### MATERIAL DE ORIGEM
————
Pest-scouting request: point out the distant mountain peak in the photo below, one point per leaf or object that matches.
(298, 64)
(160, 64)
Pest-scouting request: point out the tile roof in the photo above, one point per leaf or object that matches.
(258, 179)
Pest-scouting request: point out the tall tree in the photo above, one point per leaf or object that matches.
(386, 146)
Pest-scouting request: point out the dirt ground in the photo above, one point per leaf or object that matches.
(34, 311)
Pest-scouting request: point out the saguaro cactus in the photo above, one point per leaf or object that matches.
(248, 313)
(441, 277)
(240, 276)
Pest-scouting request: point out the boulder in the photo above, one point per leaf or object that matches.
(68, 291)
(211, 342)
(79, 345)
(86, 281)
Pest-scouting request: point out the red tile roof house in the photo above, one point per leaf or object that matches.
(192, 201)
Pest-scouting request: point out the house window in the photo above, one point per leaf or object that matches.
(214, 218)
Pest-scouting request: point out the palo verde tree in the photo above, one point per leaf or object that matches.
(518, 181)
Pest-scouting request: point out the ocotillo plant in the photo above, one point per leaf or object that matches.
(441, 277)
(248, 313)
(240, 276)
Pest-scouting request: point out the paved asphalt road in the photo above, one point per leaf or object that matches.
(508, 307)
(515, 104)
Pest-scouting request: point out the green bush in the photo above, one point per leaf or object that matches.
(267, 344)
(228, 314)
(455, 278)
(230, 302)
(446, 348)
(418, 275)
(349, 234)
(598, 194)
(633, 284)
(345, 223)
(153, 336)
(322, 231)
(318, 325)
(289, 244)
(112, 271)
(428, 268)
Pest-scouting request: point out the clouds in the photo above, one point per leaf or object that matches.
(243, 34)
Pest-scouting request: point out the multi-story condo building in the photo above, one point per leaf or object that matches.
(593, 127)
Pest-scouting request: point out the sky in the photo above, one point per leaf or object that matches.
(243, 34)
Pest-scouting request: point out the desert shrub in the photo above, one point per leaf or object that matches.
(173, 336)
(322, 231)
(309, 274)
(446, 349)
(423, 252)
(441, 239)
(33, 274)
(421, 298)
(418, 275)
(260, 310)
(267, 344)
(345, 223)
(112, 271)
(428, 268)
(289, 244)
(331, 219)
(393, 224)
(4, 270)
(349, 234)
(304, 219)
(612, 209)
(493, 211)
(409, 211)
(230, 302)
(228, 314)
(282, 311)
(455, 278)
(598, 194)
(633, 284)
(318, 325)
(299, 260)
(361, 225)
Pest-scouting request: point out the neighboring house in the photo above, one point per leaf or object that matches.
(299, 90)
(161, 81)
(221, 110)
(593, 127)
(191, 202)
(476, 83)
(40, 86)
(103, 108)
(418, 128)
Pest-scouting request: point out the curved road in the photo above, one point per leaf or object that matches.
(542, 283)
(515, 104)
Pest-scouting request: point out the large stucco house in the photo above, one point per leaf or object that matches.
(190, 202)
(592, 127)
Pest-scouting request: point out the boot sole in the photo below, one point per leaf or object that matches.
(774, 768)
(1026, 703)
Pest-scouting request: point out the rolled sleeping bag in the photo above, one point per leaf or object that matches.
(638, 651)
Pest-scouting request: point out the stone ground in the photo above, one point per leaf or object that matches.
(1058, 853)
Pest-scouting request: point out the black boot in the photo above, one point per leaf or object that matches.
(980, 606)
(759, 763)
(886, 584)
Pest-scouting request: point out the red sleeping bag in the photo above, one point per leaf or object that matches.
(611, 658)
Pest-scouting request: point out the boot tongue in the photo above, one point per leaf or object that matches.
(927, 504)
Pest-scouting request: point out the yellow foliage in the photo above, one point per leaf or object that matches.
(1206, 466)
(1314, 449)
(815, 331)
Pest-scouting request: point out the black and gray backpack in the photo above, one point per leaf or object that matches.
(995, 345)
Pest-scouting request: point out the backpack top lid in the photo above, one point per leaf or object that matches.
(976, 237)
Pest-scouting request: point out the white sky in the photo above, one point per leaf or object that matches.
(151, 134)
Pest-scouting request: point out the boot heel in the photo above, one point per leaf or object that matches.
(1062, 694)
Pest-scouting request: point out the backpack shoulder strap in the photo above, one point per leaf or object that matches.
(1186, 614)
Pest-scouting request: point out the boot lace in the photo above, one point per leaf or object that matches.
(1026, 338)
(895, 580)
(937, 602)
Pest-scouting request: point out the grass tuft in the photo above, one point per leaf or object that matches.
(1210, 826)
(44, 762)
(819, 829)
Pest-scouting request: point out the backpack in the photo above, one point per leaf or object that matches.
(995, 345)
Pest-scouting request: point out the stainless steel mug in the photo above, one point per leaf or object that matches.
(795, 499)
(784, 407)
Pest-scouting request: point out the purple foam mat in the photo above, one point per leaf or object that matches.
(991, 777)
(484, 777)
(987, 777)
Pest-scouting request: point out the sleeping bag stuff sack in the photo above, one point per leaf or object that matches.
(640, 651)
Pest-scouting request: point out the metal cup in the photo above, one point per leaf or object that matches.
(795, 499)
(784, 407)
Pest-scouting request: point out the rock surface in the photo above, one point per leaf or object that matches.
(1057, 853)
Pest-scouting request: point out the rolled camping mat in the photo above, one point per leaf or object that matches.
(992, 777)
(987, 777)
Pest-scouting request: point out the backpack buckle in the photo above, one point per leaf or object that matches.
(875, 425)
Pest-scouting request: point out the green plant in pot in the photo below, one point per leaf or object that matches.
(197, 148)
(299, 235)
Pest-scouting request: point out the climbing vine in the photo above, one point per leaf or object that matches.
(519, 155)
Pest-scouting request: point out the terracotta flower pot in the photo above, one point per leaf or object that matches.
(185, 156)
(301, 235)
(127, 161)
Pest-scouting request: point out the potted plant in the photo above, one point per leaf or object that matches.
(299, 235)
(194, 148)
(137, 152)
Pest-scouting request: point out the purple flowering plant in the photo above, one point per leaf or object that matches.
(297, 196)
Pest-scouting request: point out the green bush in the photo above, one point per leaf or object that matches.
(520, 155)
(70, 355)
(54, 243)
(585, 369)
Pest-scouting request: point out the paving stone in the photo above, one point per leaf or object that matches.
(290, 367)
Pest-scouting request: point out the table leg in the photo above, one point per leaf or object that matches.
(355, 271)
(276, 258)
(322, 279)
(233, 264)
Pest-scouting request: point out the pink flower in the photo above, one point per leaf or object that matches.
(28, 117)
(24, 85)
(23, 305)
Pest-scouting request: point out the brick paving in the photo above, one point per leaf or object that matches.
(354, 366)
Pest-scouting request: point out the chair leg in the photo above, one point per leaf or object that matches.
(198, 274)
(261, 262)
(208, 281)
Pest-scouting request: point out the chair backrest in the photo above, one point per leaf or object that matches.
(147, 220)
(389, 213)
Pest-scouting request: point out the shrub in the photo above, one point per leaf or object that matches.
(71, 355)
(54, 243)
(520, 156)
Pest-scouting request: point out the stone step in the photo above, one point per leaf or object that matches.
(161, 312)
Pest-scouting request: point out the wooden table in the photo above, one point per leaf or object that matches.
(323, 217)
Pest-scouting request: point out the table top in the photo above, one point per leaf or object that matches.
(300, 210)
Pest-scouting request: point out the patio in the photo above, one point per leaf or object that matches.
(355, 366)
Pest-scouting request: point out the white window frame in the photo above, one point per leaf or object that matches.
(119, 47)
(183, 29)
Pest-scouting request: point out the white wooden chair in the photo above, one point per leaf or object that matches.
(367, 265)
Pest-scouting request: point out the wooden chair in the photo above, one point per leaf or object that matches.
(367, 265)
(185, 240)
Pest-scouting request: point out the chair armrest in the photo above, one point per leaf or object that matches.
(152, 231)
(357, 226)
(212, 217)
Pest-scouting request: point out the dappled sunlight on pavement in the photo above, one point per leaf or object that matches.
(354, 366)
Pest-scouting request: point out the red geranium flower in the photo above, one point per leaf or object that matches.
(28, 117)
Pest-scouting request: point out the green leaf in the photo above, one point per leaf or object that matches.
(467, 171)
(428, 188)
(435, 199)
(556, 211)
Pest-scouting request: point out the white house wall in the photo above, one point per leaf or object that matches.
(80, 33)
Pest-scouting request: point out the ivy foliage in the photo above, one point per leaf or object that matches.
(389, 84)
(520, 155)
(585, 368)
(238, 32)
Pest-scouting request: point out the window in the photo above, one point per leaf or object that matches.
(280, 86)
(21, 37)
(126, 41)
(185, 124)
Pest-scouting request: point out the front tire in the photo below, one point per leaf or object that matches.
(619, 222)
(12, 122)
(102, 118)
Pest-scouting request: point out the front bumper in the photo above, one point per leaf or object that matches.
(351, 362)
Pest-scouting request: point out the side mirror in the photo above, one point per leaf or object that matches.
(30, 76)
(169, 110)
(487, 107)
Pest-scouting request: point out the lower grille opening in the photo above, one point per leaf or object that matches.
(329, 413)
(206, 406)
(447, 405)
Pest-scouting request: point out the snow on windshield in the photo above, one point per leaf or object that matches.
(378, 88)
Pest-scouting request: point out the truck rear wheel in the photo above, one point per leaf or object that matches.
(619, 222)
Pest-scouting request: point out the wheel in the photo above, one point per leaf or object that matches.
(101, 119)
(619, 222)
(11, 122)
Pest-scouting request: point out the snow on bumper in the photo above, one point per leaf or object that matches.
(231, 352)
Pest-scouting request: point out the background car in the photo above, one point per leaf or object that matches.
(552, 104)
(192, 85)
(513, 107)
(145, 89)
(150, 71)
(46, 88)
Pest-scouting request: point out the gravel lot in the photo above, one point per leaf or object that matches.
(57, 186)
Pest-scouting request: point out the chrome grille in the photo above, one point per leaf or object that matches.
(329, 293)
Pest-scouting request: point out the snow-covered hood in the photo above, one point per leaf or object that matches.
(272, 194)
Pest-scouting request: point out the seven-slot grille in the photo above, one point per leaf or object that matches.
————
Transcreva fielmente as linhas das entradas desde a que contém "Pest-scouting request: point out the chrome" até o final, incluindo ambas as extremidades.

### RESPOSTA COMPLETA
Pest-scouting request: point out the chrome grille in the photo above, one point per leaf or object that matches.
(329, 293)
Pest-scouting request: point out the snow-covered hood in the photo above, one point per leaf or object that matches.
(272, 194)
Pest-scouting request: point out the seven-slot grille in the photo above, one point per leaf or object that matches.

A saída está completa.